**Supplied passage:**
▬▬▬

# ph / diy buffer recipe



## klc9100 (Apr 14, 2009)

i found the rift lake buffer recipe in the library. i want to try it. it seems excessive though, and i wanted to get some input from someone that has used it. according to the recipe, i should use:

_1 tablespoon of epsom salt per 5g's of water
1 teaspoon of regular salt (non-iodized) per 5g's of water
1 teaspoon of baking soda per 5g's of water _

i have a 75g tank, so that would be

15 tablespoons of epsom salt
15 teaspoons of regular salt
15 teaspoons of baking soda

is that right????? that just seems like a *tremendous* amount of "stuff" to dump in my tank. i'm just trying to be cautious here, incase i'm misunderstanding something. i was going to try this tonight, when i do my water change, so if anyone has experience with this, please let me know.

thank you all


----------



## KATALE (Jul 25, 2008)

that would be for every 5 gallons of water changed when u do your maintenance... not for the size of the tank


----------



## smellsfishy1 (May 29, 2008)

You should have your tap water tested for hardness.
If it has some hardness you won't have to add too much buffer.
If the water is very soft you may need to add the full dosage to get the results you want.


----------



## klc9100 (Apr 14, 2009)

▬▬▬

**Provided material:**
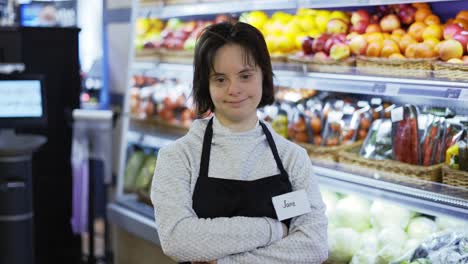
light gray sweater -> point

▬▬▬

**Given request A:**
In the buffer recipe thread, what does KATALE say the recipe amounts are based on?
**Given request B:**
Continue the buffer recipe thread from its final line.

**Written reply A:**
They are for every 5 gallons of water changed during maintenance, not for the size of the tank.

**Written reply B:**
KATALE said:


> that would be for every 5 gallons of water changed when u do your maintenance... not for the size of the tank


that's NOT what it says. that's why i'm asking.


----------



## klc9100 (Apr 14, 2009)

smellsfishy1 said:


> You should have your tap water tested for hardness.
> If it has some hardness you won't have to add too much buffer.
> If the water is very soft you may need to add the full dosage to get the results you want.


thank you


----------



## sanibeta (May 9, 2009)

Do you have a recipe for Kota chicken? I went to a Greek festival & had what they called Kota chicken which was some sort of chicken wrapped in a pita with tomato & lettuce. I cannot find a recipe like it. I keep finding recipes for some kind chicken with Kota in the name and have things like tomatoes & cinnamon, but it's not it. Does anyone know this recipe?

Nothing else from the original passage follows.